* **What the task requires**: Please pull out every line of the entries below that contains the string "positive", matching case exactly.

* **Records for processing**:

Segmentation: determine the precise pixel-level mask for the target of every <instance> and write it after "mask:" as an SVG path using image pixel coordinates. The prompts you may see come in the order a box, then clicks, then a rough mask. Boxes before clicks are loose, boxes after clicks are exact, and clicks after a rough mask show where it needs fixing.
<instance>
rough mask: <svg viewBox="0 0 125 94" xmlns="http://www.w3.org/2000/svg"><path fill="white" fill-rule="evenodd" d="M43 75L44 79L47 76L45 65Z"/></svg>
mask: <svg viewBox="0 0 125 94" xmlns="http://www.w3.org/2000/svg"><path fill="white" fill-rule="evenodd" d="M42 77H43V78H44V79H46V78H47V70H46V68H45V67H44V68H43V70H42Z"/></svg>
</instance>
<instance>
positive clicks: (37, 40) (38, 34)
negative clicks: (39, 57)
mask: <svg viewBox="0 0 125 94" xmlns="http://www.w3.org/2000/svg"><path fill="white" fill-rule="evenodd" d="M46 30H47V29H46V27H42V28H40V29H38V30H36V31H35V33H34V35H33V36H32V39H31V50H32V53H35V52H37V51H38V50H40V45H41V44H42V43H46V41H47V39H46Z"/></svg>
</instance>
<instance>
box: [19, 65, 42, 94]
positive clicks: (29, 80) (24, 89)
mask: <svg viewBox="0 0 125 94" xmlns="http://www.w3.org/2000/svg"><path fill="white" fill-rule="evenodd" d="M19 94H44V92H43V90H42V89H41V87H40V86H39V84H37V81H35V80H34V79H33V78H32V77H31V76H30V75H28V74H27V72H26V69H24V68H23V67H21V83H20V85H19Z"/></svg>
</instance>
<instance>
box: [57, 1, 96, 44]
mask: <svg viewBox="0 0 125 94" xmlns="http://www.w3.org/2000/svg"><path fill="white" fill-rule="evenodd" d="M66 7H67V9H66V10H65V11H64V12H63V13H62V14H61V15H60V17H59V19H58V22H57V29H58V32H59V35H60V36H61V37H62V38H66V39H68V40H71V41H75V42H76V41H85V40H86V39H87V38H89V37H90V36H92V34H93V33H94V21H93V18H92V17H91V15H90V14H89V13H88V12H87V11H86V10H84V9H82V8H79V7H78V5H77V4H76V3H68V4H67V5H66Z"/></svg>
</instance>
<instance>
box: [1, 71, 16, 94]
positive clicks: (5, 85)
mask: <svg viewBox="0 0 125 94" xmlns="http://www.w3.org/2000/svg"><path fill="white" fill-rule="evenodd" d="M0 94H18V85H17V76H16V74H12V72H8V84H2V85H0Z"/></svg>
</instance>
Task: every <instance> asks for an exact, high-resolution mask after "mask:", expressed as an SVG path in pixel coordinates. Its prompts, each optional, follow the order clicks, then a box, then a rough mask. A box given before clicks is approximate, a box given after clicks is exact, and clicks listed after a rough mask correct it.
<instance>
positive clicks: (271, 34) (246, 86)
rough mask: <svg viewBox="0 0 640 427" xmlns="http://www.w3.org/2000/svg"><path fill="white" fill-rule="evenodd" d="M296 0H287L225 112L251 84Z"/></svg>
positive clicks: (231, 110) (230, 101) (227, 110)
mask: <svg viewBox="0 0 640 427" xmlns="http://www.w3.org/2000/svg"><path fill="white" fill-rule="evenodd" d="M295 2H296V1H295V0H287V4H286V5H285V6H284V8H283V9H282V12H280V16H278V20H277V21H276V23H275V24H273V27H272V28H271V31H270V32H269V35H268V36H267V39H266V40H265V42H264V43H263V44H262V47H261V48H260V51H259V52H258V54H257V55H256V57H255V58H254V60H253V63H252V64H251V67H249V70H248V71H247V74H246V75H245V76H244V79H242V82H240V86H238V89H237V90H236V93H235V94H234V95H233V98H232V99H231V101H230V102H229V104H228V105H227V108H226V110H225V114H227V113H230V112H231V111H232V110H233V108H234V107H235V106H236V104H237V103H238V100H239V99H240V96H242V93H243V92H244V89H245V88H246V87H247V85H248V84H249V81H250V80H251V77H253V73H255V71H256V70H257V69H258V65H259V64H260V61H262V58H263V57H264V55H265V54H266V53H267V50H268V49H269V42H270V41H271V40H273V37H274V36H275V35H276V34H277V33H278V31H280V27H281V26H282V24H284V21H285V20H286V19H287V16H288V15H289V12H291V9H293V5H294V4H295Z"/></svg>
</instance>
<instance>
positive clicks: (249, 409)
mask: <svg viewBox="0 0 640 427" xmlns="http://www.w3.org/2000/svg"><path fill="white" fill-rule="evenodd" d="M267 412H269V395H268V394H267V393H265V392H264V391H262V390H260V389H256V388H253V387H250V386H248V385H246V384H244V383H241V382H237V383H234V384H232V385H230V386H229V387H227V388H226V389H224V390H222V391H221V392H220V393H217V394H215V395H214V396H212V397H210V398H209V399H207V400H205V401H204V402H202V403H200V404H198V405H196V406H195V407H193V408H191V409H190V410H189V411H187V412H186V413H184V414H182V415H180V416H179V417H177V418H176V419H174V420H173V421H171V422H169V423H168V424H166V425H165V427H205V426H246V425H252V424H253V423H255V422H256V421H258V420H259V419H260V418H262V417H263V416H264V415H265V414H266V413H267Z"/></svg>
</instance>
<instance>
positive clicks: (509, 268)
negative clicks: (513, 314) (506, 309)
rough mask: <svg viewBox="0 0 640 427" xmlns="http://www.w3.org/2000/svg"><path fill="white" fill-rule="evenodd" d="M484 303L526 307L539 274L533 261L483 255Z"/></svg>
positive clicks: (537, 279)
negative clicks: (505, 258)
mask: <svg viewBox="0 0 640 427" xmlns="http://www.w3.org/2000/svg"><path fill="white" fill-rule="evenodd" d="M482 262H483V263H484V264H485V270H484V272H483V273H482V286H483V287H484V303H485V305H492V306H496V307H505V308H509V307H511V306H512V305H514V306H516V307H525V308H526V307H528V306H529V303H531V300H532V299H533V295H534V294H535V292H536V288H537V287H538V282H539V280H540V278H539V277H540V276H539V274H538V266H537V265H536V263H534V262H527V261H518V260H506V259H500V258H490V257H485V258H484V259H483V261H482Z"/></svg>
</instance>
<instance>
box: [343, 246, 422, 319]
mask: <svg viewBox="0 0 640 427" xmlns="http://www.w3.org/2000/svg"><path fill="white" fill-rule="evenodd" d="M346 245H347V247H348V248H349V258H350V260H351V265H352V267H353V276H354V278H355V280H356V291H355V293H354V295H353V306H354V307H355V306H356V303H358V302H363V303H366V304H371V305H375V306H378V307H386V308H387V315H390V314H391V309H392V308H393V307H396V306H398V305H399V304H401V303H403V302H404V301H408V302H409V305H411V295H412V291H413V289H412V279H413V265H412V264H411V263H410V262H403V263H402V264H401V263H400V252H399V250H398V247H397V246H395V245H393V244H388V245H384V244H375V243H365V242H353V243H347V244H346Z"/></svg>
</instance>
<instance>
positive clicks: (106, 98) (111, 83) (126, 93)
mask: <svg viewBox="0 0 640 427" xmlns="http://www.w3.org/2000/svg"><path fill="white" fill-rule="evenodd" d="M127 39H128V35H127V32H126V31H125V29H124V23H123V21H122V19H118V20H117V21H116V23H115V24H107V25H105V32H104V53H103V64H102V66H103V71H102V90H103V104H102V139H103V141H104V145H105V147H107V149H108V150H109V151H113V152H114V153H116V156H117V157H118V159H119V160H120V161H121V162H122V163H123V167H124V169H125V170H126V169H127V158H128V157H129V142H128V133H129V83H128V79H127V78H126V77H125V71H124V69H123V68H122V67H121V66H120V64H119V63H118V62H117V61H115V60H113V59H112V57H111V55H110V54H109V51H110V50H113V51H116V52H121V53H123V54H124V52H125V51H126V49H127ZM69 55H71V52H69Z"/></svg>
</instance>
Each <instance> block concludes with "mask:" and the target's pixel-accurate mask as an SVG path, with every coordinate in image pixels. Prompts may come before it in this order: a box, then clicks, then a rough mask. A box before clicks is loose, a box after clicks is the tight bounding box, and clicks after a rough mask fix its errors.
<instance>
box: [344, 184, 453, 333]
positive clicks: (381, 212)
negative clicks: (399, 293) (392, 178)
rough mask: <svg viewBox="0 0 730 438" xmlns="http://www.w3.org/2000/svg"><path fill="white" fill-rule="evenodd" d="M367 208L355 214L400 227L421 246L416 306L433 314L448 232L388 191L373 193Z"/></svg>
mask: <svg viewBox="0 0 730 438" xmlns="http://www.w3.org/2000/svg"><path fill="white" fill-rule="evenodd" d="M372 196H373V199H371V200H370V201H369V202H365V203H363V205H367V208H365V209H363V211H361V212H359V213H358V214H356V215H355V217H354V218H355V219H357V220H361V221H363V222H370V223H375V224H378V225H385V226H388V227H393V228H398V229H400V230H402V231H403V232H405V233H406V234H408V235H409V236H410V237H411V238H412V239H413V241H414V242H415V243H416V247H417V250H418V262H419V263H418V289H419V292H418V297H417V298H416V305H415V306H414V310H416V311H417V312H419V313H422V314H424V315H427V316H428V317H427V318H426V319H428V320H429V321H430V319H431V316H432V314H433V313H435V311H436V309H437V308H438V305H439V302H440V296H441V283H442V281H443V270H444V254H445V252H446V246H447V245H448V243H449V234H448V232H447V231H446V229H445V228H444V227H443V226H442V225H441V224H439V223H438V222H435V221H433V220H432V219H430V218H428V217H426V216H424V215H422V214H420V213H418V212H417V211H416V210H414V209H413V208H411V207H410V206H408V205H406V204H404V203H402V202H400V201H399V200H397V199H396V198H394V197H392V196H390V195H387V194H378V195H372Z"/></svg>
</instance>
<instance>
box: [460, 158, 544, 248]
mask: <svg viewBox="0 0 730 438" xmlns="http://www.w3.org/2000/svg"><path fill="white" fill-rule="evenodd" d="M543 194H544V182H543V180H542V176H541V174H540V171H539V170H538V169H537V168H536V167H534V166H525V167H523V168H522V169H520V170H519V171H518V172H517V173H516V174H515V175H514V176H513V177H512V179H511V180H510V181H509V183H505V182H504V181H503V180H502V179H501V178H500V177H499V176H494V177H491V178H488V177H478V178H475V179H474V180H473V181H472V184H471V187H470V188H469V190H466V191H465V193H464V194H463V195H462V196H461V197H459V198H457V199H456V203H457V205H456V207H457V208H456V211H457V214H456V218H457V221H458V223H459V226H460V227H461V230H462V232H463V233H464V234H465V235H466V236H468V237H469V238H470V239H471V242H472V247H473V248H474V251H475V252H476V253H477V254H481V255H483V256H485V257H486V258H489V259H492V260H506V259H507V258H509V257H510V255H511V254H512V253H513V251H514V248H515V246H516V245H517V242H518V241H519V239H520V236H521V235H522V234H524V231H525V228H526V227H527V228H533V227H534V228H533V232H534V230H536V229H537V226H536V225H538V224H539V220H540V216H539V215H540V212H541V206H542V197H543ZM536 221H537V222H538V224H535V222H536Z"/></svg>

* **Solution**:
positive clicks: (37, 40) (38, 34)
positive clicks: (29, 80) (24, 89)
positive clicks: (5, 85)
positive clicks: (271, 34) (246, 86)
positive clicks: (231, 110) (230, 101) (227, 110)
positive clicks: (249, 409)
positive clicks: (509, 268)
positive clicks: (537, 279)
positive clicks: (106, 98) (111, 83) (126, 93)
positive clicks: (381, 212)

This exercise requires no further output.